- **Task to complete**
Find and copy each line of the listing below that has the word "tall" in it.

- **Supplied material**
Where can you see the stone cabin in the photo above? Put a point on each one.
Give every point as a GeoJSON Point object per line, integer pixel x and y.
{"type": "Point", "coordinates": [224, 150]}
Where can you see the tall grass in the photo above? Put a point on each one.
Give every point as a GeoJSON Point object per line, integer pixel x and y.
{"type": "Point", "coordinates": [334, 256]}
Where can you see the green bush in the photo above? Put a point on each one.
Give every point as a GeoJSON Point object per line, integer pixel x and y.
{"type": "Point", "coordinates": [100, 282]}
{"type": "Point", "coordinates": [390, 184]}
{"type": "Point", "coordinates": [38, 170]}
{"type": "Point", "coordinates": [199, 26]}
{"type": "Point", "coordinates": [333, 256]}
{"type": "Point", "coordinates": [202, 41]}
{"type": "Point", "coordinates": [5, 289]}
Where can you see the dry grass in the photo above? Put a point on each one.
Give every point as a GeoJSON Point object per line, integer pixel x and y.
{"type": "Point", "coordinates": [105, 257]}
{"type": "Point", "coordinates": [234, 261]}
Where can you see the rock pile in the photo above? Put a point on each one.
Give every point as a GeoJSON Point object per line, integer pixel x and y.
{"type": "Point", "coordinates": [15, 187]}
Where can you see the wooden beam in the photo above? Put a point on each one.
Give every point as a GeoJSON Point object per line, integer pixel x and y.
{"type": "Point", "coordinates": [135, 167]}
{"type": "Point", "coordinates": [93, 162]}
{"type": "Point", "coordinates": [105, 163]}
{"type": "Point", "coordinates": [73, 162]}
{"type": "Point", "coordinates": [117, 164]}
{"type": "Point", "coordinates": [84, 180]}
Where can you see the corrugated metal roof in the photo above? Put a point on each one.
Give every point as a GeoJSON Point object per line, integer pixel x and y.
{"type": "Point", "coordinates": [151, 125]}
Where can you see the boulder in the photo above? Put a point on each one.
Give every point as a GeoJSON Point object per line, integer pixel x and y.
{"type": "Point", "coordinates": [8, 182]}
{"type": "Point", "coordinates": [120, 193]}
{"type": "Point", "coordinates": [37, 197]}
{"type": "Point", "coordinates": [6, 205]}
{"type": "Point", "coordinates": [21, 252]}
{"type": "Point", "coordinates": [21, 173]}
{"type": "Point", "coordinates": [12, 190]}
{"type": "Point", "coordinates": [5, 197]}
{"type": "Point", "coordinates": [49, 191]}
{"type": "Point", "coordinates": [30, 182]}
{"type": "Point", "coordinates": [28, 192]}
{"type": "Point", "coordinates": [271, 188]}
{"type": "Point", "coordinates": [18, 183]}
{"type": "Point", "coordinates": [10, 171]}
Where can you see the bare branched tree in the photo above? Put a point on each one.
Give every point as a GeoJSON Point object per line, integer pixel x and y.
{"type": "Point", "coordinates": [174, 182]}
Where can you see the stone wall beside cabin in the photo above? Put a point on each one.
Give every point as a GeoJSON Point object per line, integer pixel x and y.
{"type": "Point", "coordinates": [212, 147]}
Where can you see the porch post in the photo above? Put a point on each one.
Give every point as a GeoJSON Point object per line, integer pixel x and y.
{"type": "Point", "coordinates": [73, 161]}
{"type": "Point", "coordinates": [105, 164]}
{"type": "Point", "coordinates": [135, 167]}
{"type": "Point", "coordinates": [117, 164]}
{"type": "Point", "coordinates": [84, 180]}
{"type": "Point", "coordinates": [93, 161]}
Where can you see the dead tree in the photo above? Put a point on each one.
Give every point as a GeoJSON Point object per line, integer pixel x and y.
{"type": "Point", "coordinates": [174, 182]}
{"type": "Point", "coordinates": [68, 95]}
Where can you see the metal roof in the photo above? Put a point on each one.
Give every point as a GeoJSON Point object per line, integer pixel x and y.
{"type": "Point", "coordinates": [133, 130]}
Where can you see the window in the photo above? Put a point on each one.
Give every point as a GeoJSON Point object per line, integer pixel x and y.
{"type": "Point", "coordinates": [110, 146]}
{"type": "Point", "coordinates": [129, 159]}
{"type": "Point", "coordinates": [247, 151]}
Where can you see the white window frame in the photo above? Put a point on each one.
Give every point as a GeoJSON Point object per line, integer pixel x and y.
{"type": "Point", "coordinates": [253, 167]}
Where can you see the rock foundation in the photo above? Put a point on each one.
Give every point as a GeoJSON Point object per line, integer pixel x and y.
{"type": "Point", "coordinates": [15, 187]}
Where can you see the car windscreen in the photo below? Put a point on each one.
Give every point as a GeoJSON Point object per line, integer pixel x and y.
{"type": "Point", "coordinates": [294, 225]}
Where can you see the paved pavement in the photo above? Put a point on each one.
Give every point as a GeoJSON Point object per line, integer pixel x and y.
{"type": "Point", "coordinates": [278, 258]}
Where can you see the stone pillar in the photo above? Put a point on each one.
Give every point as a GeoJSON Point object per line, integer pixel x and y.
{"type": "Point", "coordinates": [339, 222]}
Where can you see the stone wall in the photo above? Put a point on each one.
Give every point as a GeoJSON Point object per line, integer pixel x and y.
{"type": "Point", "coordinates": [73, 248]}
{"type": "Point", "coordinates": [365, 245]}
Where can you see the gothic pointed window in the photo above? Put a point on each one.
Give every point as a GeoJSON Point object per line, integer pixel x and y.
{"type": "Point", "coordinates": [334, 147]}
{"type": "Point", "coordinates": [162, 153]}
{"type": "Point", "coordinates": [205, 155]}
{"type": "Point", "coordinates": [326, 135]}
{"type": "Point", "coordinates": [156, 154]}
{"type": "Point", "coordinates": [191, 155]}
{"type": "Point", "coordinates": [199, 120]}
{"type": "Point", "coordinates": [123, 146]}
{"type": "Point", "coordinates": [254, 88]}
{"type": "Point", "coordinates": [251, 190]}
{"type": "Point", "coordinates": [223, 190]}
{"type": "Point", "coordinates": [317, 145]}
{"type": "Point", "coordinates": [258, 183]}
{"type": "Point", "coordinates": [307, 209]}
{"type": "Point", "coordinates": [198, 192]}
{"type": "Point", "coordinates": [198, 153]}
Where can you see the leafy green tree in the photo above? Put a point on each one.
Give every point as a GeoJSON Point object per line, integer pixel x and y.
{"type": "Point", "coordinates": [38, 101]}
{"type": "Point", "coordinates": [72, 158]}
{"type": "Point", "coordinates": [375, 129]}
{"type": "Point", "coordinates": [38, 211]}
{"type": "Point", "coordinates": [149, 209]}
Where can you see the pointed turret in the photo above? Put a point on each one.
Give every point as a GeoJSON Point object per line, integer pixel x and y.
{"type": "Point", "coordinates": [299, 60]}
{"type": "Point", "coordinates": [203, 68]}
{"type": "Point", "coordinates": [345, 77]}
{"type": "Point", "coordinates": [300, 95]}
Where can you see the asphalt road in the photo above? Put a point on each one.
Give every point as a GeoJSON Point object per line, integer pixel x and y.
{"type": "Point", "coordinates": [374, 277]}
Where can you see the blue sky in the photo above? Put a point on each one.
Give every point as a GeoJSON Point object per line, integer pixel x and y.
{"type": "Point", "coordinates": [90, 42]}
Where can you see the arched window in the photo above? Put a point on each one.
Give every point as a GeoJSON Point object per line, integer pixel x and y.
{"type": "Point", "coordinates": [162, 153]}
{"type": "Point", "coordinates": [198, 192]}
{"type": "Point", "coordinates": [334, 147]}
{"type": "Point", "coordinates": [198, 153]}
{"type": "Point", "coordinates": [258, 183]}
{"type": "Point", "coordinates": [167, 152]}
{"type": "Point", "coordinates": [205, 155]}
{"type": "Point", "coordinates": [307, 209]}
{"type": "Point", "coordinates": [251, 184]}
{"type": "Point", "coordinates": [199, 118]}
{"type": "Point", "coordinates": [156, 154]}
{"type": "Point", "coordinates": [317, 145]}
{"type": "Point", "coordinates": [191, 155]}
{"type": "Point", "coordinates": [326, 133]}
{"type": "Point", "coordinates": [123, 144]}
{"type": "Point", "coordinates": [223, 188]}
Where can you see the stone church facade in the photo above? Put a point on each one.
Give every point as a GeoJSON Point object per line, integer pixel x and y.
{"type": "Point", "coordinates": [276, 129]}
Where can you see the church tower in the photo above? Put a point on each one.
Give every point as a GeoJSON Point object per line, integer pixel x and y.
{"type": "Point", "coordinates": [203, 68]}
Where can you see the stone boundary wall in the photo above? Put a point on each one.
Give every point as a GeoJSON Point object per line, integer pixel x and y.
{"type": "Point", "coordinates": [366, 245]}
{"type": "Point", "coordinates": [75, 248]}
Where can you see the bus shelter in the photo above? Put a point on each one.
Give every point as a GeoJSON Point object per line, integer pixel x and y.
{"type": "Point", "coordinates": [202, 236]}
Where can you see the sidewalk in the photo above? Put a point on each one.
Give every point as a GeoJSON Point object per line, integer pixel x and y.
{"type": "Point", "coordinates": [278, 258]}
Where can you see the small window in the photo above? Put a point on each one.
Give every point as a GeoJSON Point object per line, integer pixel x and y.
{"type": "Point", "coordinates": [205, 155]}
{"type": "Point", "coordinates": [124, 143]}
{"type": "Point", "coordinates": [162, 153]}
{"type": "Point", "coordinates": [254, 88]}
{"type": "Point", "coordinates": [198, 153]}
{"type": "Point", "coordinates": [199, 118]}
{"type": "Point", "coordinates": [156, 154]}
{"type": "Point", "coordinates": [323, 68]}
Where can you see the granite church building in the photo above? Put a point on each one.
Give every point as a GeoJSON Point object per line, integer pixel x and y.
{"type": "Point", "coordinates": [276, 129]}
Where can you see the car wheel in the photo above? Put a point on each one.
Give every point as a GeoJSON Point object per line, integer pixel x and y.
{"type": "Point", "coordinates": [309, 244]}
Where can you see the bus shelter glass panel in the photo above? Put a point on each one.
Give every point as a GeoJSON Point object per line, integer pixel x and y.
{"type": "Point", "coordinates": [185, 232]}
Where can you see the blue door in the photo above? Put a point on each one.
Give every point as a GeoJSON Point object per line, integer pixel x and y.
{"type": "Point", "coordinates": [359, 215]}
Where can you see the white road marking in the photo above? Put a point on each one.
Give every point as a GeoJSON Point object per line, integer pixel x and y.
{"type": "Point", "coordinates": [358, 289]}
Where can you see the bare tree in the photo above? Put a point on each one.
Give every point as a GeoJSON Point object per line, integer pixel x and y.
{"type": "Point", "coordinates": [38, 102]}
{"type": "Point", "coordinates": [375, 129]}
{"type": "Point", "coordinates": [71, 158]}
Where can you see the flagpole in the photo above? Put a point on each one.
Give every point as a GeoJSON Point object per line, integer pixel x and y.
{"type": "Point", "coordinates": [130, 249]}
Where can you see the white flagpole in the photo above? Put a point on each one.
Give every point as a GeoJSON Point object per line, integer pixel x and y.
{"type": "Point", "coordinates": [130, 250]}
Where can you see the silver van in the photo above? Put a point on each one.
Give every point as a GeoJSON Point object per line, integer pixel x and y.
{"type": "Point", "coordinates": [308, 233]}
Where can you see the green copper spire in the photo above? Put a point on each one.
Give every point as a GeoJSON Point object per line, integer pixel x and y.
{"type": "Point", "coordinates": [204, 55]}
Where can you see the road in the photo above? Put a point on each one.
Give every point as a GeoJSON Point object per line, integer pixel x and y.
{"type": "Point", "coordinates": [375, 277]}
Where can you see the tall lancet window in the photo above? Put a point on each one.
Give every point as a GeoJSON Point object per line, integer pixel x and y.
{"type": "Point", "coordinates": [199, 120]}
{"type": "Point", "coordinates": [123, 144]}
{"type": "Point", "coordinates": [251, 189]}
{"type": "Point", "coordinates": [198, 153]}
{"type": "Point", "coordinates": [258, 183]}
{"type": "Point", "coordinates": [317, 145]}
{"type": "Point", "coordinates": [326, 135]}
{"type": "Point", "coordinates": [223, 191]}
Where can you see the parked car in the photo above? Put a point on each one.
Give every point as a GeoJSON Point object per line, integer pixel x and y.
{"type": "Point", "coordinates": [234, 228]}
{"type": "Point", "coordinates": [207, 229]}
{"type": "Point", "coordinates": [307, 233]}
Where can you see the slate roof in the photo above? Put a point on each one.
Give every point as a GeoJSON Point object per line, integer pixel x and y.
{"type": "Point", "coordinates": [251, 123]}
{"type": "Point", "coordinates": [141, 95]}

- **Exercise output**
Where can you see the tall grass in the photo above? Put a point on each one.
Where can you see the tall lancet window in the photo above? Put a point on each one.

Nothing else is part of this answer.